▸ Exercise objective:
Given the records below, would you repeat exactly the lines that begin at the one containing "Query: decorative object on shelf" and end at the one containing "Query: smiling man", inclusive?

Point localization data

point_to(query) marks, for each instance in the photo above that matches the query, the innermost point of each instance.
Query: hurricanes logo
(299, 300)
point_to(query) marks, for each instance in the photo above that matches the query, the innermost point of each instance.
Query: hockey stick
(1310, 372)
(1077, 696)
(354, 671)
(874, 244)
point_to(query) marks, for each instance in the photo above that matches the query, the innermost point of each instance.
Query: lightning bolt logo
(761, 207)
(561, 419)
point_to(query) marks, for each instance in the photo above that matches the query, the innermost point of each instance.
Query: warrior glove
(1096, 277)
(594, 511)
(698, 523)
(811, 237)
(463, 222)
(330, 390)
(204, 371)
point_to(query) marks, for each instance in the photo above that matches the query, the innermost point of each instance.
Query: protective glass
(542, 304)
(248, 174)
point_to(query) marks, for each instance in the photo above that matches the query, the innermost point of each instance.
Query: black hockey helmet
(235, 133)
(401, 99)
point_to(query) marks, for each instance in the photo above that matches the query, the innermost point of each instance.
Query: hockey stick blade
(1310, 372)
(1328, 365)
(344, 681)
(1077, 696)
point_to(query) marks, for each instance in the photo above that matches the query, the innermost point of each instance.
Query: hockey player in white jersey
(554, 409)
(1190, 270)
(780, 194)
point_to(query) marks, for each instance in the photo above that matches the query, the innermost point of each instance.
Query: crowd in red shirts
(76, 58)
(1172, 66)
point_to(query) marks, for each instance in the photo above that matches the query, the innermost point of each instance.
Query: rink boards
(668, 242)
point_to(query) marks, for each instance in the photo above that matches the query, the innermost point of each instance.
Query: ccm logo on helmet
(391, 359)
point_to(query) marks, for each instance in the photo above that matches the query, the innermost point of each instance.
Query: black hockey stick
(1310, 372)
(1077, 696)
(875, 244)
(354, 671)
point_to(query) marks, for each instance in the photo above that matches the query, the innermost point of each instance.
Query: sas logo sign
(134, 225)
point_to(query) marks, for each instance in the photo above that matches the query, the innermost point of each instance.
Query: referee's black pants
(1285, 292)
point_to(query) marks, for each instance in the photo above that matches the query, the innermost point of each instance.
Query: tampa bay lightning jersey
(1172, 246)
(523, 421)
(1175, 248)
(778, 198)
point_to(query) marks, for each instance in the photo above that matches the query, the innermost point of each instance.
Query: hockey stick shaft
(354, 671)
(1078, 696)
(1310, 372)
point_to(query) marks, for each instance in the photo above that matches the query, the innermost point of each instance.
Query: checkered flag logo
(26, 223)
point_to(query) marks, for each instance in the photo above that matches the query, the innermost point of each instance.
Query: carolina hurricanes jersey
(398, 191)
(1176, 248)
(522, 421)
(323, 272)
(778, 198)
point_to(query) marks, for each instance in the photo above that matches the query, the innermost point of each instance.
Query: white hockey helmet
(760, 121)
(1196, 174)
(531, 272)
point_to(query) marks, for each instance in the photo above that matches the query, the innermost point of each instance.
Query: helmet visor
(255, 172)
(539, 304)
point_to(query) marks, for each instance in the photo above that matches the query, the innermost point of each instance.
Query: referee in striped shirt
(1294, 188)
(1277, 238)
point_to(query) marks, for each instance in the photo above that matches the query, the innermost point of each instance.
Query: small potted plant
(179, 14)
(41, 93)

==

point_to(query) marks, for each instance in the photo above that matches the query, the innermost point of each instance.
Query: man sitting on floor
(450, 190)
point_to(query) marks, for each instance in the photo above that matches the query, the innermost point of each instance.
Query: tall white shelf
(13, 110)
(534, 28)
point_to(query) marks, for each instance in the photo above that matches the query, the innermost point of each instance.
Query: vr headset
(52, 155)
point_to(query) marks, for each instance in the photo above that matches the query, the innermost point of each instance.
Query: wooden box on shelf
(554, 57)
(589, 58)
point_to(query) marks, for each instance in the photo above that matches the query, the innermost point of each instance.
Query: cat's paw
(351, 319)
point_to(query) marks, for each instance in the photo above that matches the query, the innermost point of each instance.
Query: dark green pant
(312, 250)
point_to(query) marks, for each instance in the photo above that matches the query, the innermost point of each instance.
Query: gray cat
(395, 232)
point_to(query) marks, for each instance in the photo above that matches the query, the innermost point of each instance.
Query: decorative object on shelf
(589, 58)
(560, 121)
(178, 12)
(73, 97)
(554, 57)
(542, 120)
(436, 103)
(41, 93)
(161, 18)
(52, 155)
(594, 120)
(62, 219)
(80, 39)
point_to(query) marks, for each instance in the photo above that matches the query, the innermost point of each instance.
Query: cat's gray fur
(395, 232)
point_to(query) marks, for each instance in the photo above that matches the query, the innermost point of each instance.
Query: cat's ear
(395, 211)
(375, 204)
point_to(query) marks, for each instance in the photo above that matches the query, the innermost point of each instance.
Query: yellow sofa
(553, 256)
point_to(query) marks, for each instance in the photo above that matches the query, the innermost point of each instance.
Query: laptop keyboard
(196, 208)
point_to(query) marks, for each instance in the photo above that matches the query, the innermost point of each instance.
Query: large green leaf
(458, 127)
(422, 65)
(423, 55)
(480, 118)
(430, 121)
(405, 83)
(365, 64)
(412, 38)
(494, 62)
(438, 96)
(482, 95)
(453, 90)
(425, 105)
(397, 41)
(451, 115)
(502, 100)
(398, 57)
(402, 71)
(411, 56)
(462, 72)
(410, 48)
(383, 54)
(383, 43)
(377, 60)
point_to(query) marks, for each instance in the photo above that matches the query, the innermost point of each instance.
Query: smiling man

▸ Answer:
Query: decorative object on shelf
(589, 58)
(560, 121)
(178, 12)
(73, 97)
(554, 57)
(542, 120)
(436, 103)
(41, 93)
(161, 18)
(52, 155)
(594, 120)
(62, 219)
(80, 39)
point_to(query) marks, for each instance in the photo above that matches the query, the innermost point of each instance.
Query: cat's gray fur
(395, 232)
point_to(query) marks, for each instance in the photo above that matches the query, the innermost point of each instance.
Query: cat's ear
(395, 211)
(375, 204)
point_to(query) marks, for each instance in the photo above that matches the query, the innermost point of each instance.
Query: yellow sofa
(553, 256)
point_to(query) marks, for each instance in the photo above that matches the query, the innermost point of each instance.
Query: laptop keyboard
(196, 208)
point_to(query) marks, for each instance in the photo above that matches the query, the innermost point of each instance.
Query: large green leaf
(458, 127)
(422, 65)
(423, 55)
(480, 118)
(430, 121)
(405, 83)
(365, 64)
(412, 38)
(494, 62)
(438, 96)
(482, 95)
(453, 90)
(425, 105)
(397, 41)
(451, 115)
(502, 100)
(398, 57)
(402, 71)
(411, 56)
(462, 72)
(410, 48)
(383, 54)
(383, 43)
(377, 60)
point_to(query) marks, for each instance in the photo above that matches the query, the innermost point of each instance.
Query: smiling man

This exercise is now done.